Restate word for word the lines of the entries below, starting with the line that holds "Query: black mushroom cap" and ending with the line that holds "Query: grass", and no others.

**** Given data ****

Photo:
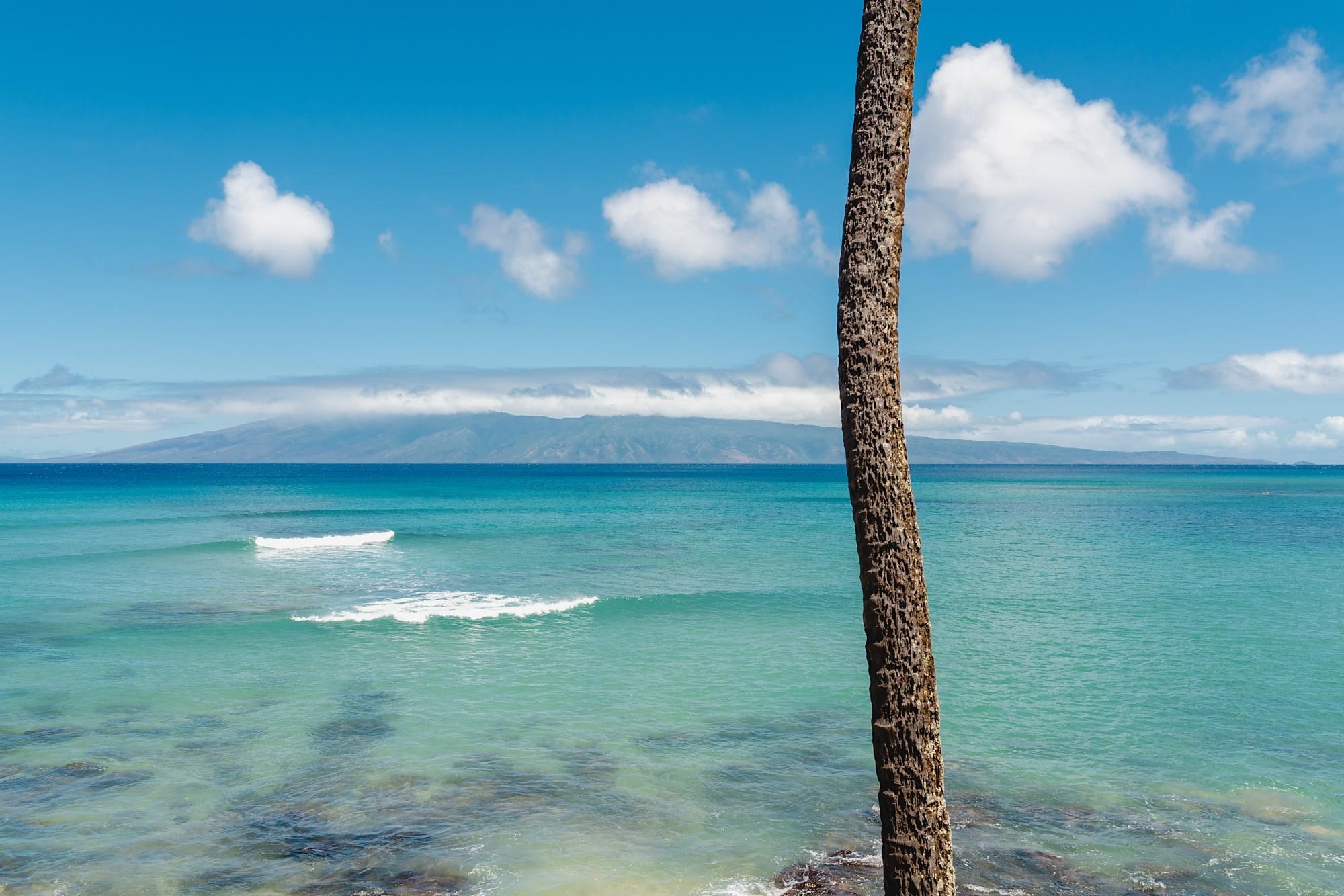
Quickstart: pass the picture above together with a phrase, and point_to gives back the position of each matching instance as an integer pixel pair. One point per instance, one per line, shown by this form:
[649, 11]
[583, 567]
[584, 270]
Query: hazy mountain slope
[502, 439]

****
**** Given data ****

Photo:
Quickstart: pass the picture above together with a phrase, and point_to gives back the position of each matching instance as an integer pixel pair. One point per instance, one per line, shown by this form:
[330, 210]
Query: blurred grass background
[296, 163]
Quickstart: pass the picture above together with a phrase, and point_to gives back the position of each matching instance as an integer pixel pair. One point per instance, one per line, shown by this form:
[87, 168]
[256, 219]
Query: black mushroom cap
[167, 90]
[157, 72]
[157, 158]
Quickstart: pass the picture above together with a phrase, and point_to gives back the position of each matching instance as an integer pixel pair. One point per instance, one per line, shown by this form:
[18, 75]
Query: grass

****

**Task answer**
Query: black mushroom cap
[167, 90]
[157, 72]
[157, 158]
Quickstart: pass the picture above together with a phrase, and point_to gives back the position of each matching instance as an integer pixel pair. One point per instance, one per line, shown by this form:
[18, 75]
Query: grass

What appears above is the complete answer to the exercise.